[Data for this exercise Boundary: Start]

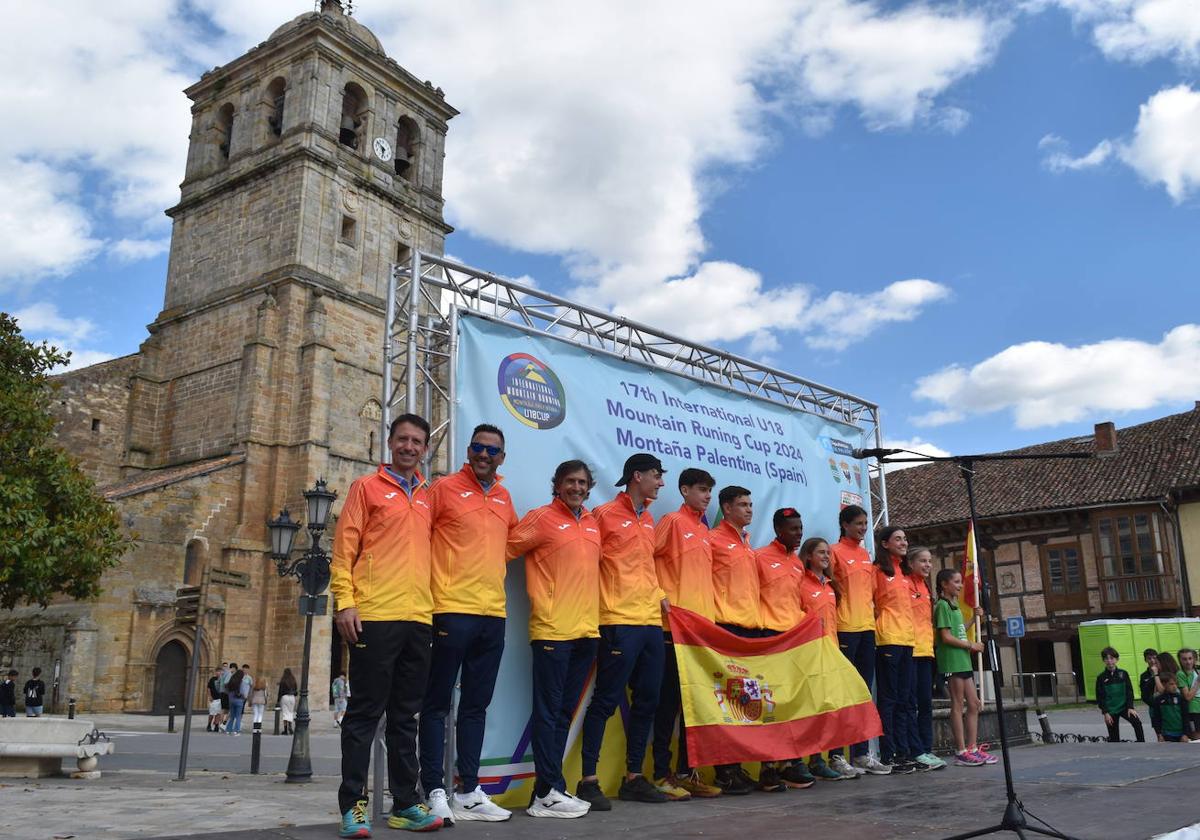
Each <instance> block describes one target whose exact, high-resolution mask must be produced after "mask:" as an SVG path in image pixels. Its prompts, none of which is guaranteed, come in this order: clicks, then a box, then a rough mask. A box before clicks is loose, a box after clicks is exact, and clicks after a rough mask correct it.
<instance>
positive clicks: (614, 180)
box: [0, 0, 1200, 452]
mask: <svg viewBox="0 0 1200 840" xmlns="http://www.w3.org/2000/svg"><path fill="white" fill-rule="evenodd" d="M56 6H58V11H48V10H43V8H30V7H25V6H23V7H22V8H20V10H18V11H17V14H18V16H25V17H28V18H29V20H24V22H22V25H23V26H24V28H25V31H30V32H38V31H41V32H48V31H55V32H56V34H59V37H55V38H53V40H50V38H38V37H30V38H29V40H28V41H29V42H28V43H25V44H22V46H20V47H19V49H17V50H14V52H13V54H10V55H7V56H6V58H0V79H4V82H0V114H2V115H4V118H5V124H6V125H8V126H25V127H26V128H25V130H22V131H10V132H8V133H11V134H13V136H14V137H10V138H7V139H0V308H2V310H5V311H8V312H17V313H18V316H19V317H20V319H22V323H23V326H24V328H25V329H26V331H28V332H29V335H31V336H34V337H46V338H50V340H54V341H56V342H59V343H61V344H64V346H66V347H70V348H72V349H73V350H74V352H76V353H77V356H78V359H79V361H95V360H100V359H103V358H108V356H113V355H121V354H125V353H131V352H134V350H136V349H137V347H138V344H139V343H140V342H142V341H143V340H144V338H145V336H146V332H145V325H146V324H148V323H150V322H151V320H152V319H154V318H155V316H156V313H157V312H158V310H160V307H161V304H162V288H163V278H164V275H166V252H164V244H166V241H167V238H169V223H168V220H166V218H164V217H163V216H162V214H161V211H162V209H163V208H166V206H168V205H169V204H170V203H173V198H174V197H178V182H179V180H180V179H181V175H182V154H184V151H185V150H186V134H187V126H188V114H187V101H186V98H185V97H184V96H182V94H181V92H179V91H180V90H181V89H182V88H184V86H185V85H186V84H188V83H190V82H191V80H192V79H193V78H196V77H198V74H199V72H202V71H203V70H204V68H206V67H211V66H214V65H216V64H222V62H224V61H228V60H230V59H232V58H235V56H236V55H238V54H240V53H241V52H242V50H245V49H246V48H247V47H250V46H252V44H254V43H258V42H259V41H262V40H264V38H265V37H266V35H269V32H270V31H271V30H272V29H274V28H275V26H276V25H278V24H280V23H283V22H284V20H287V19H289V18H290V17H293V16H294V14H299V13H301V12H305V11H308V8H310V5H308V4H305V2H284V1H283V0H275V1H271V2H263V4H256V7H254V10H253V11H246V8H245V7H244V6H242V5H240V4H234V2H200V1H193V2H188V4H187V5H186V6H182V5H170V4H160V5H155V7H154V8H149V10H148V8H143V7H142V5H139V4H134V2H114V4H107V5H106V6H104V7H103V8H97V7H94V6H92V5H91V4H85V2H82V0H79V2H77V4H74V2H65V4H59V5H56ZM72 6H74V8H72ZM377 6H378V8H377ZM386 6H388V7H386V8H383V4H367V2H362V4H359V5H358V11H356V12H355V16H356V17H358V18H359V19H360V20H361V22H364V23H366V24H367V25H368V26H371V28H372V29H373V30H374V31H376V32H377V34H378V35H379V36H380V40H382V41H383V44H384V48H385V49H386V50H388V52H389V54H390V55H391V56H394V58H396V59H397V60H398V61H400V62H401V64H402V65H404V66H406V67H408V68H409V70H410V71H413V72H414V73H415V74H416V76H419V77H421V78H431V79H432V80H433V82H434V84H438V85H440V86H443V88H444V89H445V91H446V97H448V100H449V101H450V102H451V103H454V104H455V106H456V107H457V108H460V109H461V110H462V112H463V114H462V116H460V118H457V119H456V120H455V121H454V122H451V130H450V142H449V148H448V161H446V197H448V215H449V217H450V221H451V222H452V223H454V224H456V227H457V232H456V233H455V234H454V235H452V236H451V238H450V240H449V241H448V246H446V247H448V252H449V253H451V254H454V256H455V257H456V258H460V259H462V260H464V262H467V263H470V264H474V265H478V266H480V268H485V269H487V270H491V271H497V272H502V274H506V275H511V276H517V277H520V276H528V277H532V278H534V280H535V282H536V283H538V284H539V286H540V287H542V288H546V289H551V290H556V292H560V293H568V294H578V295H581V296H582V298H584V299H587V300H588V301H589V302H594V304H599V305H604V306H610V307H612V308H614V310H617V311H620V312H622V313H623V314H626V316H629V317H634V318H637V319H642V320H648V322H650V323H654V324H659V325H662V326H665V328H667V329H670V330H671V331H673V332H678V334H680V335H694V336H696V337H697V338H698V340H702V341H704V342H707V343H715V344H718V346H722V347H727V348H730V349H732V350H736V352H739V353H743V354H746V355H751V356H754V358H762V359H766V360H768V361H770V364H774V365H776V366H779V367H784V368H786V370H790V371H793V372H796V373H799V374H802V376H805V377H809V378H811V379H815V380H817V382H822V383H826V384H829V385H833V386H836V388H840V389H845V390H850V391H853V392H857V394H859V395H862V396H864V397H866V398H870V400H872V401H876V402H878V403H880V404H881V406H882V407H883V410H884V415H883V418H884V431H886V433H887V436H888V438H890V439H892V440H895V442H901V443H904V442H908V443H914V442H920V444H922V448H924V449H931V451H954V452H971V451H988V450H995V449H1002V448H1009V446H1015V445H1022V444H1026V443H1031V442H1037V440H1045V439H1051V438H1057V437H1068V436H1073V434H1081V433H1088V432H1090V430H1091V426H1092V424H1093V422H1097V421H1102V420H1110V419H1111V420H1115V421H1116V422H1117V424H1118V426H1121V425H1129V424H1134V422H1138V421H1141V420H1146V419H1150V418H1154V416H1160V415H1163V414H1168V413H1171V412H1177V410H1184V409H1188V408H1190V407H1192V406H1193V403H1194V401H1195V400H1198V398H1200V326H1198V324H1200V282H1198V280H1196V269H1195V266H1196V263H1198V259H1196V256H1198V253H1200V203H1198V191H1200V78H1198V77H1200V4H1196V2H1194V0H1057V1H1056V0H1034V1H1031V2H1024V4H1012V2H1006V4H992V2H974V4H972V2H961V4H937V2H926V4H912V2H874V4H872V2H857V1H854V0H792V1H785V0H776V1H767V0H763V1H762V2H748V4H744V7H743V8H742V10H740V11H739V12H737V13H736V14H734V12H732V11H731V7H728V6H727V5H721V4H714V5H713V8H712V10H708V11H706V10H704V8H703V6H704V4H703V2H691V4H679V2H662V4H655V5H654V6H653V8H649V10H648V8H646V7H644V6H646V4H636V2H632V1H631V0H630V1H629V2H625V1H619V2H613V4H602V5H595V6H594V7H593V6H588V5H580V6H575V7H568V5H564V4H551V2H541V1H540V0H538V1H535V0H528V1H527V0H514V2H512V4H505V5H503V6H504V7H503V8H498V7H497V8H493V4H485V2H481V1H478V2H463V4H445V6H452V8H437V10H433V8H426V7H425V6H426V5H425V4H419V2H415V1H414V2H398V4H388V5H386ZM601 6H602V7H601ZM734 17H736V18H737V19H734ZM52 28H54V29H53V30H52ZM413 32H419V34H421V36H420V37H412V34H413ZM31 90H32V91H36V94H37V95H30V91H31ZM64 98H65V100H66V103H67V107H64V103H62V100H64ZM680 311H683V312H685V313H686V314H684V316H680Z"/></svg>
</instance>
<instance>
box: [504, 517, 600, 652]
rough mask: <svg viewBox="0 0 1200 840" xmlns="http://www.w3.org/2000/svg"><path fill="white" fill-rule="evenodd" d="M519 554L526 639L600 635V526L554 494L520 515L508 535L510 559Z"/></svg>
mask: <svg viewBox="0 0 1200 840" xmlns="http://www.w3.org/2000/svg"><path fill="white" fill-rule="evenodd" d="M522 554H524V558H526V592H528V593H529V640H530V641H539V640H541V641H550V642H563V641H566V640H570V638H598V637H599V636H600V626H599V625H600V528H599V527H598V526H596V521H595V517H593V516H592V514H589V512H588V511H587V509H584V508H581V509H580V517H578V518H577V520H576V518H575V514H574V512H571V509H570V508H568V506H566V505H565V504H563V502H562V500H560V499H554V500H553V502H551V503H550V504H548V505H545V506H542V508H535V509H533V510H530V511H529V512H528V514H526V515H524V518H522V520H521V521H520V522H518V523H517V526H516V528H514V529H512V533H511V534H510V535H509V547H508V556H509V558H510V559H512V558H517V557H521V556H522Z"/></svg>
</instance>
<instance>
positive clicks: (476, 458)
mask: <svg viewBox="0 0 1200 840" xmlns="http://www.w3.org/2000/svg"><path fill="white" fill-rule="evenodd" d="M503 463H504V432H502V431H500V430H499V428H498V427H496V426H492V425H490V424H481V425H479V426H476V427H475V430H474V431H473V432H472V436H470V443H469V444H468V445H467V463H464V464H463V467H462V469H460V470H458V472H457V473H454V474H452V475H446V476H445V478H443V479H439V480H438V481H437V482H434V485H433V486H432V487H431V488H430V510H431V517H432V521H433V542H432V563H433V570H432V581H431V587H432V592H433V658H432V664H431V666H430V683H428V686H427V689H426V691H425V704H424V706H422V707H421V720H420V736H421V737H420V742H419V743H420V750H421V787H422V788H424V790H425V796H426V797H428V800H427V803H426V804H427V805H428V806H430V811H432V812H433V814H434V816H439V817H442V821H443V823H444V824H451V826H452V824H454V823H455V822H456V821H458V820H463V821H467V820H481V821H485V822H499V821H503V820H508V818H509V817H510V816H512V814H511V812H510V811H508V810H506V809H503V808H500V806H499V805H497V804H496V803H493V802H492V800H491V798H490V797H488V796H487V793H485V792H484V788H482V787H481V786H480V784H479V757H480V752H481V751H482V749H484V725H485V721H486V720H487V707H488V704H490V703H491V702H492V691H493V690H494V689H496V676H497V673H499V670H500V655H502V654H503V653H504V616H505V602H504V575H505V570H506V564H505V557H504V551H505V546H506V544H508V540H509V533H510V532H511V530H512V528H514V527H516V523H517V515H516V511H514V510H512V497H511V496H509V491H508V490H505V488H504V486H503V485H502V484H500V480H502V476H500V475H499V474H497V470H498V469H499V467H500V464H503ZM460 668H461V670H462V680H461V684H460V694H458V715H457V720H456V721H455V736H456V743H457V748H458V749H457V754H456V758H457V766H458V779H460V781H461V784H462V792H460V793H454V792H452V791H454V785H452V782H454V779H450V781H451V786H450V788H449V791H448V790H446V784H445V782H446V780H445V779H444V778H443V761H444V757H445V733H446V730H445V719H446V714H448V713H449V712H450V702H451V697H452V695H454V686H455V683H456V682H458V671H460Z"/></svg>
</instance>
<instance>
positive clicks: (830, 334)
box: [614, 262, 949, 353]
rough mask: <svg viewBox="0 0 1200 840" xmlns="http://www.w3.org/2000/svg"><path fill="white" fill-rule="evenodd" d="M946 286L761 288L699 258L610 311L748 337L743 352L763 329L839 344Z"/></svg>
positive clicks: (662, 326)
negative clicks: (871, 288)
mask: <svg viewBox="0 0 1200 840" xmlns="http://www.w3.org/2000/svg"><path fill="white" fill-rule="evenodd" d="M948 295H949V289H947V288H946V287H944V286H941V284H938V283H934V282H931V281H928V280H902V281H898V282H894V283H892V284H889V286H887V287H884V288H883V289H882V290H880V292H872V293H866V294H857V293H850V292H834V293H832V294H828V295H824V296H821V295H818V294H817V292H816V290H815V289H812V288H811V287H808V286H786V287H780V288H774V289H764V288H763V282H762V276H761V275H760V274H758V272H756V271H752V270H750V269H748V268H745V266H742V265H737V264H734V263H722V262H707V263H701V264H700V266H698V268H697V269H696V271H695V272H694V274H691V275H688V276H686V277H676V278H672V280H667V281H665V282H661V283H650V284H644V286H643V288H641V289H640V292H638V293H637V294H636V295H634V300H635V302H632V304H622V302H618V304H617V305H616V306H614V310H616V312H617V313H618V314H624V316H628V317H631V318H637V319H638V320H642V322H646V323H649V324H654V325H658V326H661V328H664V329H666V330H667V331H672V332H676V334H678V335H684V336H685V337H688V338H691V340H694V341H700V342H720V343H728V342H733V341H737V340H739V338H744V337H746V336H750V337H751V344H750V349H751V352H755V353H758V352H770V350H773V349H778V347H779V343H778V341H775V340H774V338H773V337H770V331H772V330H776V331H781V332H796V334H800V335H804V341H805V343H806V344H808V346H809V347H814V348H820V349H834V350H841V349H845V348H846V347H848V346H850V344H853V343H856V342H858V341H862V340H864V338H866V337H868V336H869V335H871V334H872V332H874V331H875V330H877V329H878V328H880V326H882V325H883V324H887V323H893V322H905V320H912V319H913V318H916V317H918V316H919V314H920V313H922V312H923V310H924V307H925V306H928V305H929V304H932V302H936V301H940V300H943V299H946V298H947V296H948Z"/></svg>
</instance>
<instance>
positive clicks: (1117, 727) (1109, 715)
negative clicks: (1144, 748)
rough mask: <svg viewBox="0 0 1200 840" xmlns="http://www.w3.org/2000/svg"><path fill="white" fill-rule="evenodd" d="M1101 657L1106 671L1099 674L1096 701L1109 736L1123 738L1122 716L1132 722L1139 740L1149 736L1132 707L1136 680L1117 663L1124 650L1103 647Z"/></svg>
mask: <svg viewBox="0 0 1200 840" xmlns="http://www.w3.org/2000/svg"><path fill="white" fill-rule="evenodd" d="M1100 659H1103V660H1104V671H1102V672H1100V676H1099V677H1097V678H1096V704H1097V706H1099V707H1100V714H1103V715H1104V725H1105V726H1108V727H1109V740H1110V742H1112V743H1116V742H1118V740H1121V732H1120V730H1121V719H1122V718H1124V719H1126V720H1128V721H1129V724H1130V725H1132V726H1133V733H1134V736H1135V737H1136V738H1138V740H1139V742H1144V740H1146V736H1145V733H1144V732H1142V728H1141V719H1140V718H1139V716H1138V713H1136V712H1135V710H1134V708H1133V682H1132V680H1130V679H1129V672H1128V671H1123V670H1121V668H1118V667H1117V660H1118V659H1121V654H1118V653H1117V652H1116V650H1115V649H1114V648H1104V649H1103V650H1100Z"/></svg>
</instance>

[Data for this exercise Boundary: End]
[Data for this exercise Boundary: Start]

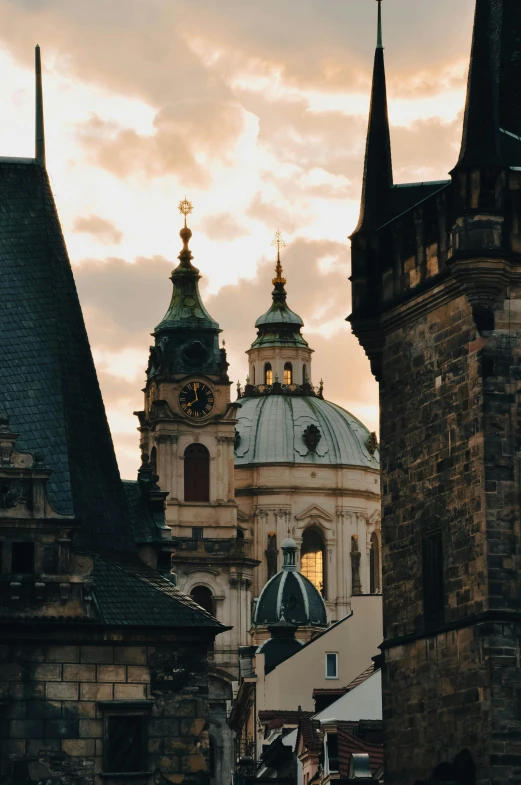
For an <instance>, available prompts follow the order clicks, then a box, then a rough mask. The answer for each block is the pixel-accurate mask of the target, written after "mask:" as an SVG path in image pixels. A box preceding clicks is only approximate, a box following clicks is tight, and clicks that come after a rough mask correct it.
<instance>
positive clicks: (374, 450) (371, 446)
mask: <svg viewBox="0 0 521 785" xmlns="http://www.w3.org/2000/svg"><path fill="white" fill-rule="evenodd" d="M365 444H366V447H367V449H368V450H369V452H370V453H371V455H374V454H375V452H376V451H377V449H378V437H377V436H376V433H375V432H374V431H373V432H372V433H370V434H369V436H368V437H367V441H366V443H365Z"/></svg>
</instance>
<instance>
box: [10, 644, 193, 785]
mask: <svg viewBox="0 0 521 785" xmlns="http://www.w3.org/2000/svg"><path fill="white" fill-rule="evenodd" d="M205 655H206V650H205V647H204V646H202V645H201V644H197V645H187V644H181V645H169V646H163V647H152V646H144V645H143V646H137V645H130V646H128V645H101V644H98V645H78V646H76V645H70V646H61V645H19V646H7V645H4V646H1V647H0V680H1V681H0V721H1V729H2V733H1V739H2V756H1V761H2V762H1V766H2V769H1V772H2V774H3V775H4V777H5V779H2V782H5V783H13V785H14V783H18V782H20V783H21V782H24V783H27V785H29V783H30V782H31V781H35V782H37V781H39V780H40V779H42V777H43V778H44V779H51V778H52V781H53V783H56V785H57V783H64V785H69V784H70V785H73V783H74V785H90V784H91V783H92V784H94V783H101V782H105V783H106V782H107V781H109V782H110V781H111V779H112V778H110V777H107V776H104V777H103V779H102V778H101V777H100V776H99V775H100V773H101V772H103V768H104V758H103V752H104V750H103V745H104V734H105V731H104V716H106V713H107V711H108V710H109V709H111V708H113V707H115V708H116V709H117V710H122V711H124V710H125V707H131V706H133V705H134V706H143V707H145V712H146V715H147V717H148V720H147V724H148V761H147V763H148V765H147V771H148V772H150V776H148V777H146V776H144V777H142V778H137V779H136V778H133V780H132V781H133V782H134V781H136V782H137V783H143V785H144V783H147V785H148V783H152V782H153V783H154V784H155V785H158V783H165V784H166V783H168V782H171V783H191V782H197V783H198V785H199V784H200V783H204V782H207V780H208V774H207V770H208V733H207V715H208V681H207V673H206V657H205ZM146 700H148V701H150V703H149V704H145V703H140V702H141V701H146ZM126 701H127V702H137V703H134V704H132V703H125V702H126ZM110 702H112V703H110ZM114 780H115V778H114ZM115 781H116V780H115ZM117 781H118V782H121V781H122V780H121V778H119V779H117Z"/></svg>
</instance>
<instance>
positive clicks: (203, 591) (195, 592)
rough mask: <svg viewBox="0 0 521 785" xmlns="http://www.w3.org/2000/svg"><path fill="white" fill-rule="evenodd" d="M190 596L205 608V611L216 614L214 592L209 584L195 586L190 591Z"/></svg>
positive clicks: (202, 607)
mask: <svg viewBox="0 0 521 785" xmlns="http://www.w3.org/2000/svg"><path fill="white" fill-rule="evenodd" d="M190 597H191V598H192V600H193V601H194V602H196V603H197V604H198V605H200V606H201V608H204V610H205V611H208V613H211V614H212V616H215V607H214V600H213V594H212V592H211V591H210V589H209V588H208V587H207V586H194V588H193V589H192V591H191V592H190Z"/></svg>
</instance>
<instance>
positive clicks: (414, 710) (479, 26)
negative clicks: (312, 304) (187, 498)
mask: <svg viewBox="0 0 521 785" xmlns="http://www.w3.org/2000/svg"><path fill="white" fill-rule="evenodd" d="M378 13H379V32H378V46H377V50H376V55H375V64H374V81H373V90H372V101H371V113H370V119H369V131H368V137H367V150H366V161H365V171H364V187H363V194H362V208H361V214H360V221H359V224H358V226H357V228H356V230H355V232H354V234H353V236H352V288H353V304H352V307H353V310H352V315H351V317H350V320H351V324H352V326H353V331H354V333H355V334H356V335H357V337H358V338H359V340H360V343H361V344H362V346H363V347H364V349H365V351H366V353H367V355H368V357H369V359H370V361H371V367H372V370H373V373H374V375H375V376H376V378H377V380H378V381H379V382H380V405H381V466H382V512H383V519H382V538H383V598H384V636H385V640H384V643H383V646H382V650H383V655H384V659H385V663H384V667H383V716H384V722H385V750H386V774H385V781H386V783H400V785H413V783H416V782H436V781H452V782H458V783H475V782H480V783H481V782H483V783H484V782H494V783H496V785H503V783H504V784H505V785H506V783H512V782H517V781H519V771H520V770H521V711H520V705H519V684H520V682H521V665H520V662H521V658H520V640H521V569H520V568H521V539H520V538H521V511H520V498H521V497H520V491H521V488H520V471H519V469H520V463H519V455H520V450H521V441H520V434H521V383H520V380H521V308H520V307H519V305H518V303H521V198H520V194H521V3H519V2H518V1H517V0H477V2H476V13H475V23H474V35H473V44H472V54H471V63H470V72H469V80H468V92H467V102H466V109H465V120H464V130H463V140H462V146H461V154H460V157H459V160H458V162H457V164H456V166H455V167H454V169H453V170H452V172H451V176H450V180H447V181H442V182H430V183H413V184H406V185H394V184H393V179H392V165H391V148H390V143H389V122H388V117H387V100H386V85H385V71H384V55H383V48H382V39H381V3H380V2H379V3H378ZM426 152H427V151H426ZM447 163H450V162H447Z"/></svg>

[Data for this exercise Boundary: End]

# Task prompt:
Rewrite the stretch above, from the line containing "Each <instance> block" through the line containing "box: [0, 0, 1200, 452]", as a numbered list with one line per item, both end lines included and blank lines dropped.

# Expected answer:
1. Each <instance> block describes one target whose exact, high-resolution mask must be produced after "mask:" as an SVG path in image pixels. Its prompts, none of which is guaranteed, come in this order: clicks, then a box, then a rough mask. A box before clicks is loose, a box after clicks is exact, and clicks after a rough mask correct it.
2. <instance>
3. positive clicks: (614, 180)
4. box: [0, 0, 1200, 452]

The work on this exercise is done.